## [Problem statement]
Each record needs to be echoed exactly; can you do that?

## [Raw data]

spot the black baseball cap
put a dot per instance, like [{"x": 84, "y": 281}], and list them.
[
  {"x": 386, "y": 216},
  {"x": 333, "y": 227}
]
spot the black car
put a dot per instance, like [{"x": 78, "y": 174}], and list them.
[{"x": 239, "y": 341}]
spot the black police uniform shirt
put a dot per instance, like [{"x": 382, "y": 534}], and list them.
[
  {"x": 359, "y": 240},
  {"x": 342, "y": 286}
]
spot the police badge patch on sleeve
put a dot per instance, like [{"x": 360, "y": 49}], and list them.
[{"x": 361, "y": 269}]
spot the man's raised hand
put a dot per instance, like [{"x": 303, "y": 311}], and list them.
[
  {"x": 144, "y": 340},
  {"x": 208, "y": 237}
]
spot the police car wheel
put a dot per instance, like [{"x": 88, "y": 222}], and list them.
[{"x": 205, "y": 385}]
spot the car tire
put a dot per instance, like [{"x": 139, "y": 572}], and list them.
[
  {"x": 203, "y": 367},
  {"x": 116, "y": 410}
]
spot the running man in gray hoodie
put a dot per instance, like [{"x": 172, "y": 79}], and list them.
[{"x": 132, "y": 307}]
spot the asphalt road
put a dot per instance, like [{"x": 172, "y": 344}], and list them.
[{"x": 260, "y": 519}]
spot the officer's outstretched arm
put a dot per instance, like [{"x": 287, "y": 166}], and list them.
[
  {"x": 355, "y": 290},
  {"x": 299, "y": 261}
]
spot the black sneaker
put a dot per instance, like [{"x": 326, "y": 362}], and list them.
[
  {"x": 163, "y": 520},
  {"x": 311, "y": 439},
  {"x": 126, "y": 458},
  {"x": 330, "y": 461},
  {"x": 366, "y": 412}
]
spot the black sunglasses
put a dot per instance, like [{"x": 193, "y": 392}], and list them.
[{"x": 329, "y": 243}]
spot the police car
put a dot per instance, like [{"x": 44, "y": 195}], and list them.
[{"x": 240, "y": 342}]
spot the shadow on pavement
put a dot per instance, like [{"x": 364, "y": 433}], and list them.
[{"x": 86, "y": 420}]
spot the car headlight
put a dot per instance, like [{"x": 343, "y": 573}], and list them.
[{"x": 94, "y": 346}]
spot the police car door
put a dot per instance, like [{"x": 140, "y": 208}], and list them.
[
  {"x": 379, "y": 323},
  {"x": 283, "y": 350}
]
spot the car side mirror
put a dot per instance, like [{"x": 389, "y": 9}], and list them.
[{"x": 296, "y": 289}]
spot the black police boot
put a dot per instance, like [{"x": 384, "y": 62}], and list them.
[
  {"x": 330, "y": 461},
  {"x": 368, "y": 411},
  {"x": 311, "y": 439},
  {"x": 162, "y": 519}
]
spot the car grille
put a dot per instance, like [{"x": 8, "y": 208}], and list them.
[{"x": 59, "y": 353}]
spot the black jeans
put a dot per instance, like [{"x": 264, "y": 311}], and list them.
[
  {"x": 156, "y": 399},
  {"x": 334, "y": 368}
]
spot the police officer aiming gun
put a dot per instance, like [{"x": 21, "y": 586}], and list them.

## [Output for this task]
spot the black baseball cap
put a dot per instance, like [{"x": 84, "y": 281}], and list them.
[
  {"x": 386, "y": 216},
  {"x": 333, "y": 227}
]
spot the black car
put a dot per instance, like [{"x": 78, "y": 174}], and list them.
[{"x": 239, "y": 341}]
spot the black police uniform shirt
put a dot per instance, like [{"x": 382, "y": 534}], and list them.
[
  {"x": 359, "y": 240},
  {"x": 342, "y": 286}
]
spot the police badge patch on sleeve
put a dot per instance, like [{"x": 360, "y": 49}], and list them.
[{"x": 361, "y": 269}]
spot the man's raised hand
put a dot per instance, like [{"x": 303, "y": 311}], and list them.
[
  {"x": 144, "y": 340},
  {"x": 208, "y": 237}
]
spot the police car wheel
put a dot per instance, like [{"x": 88, "y": 222}], and list them.
[{"x": 205, "y": 385}]
spot the car tire
put a dot per instance, like [{"x": 139, "y": 572}], and list them.
[
  {"x": 203, "y": 367},
  {"x": 116, "y": 410}
]
spot the running man in gray hoodie
put a dot per instance, like [{"x": 172, "y": 79}], and list them.
[{"x": 132, "y": 307}]
spot the asphalt road
put a dot per instance, like [{"x": 172, "y": 344}], and list them.
[{"x": 260, "y": 519}]
spot the officer's outstretched arm
put a dot per instance, like [{"x": 287, "y": 166}], and list them.
[
  {"x": 355, "y": 290},
  {"x": 299, "y": 261}
]
spot the black sneaker
put a dot per instance, like [{"x": 326, "y": 362}], and list them.
[
  {"x": 163, "y": 520},
  {"x": 311, "y": 439},
  {"x": 126, "y": 458},
  {"x": 330, "y": 461},
  {"x": 366, "y": 412}
]
spot the black sunglasses
put a dot per instance, like [{"x": 193, "y": 392}], and list them.
[{"x": 329, "y": 243}]
spot the police car
put a dot per instance, like [{"x": 44, "y": 195}], and list them.
[{"x": 240, "y": 342}]
spot the shadow on pavement
put a dot per instance, like [{"x": 364, "y": 433}], and list them.
[{"x": 86, "y": 420}]
spot the car headlight
put a dot per instance, like [{"x": 343, "y": 573}], and list them.
[{"x": 94, "y": 346}]
spot the police car door
put a dot per instance, like [{"x": 140, "y": 208}], and list them.
[
  {"x": 379, "y": 323},
  {"x": 283, "y": 350}
]
spot the car side mirror
put a dot per instance, like [{"x": 389, "y": 9}], and list them.
[{"x": 296, "y": 289}]
spot the black police boot
put a dot per instance, like [{"x": 384, "y": 62}], and list them.
[
  {"x": 330, "y": 461},
  {"x": 368, "y": 411},
  {"x": 311, "y": 439},
  {"x": 162, "y": 519}
]
spot the car grille
put a dot per instance, like [{"x": 8, "y": 208}], and list them.
[{"x": 59, "y": 353}]
spot the black jeans
put a dot per instance, like [{"x": 264, "y": 311}], and list them.
[
  {"x": 156, "y": 399},
  {"x": 334, "y": 368}
]
spot the police officer aiming gun
put a dot per instance, like [{"x": 21, "y": 586}], and list them.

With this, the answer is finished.